AIM: How many lines in the entries below contain the word "instance"? Reply with the number only.

PROVIDED RECORDS:

═══

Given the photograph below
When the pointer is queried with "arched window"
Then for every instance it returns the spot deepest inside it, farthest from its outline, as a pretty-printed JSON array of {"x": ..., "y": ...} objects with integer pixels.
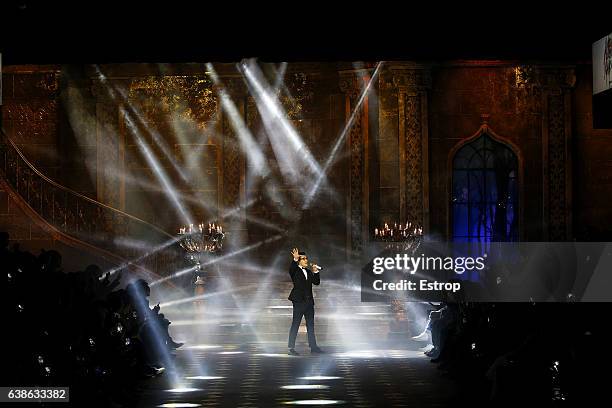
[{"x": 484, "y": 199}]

═══

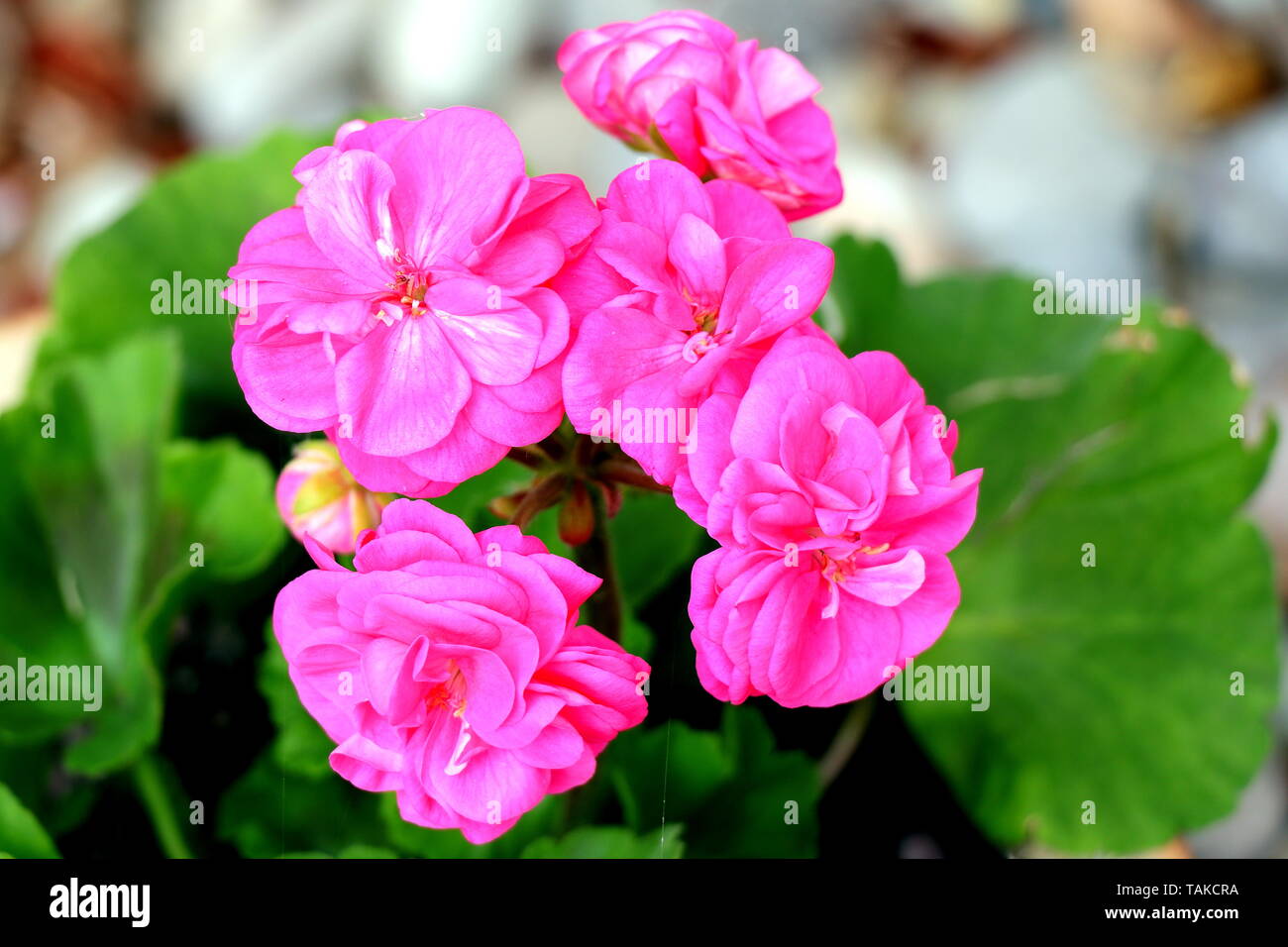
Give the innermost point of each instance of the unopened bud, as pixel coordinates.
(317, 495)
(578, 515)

═══

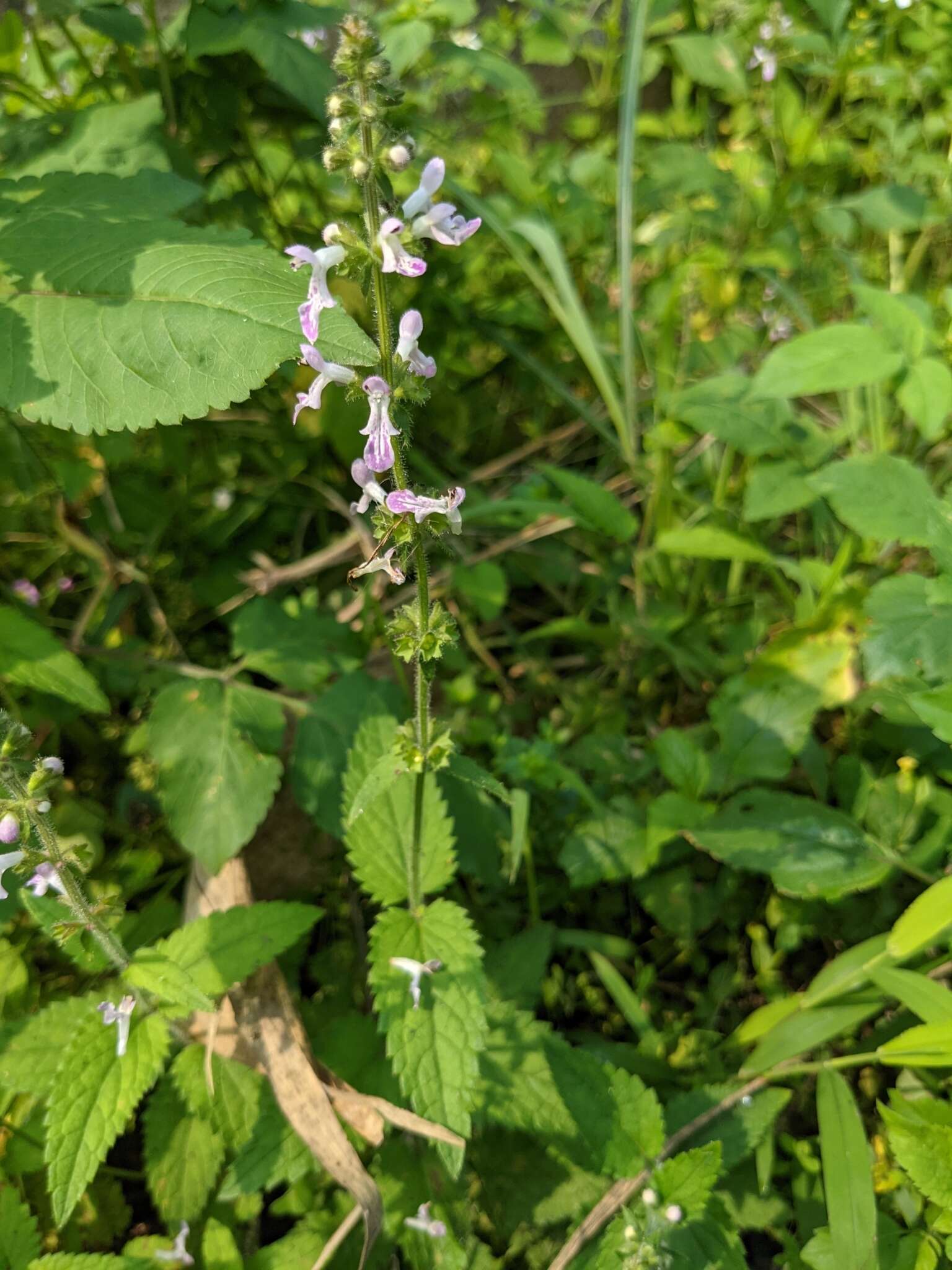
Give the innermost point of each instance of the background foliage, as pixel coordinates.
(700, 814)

═══

SOLUTION: 3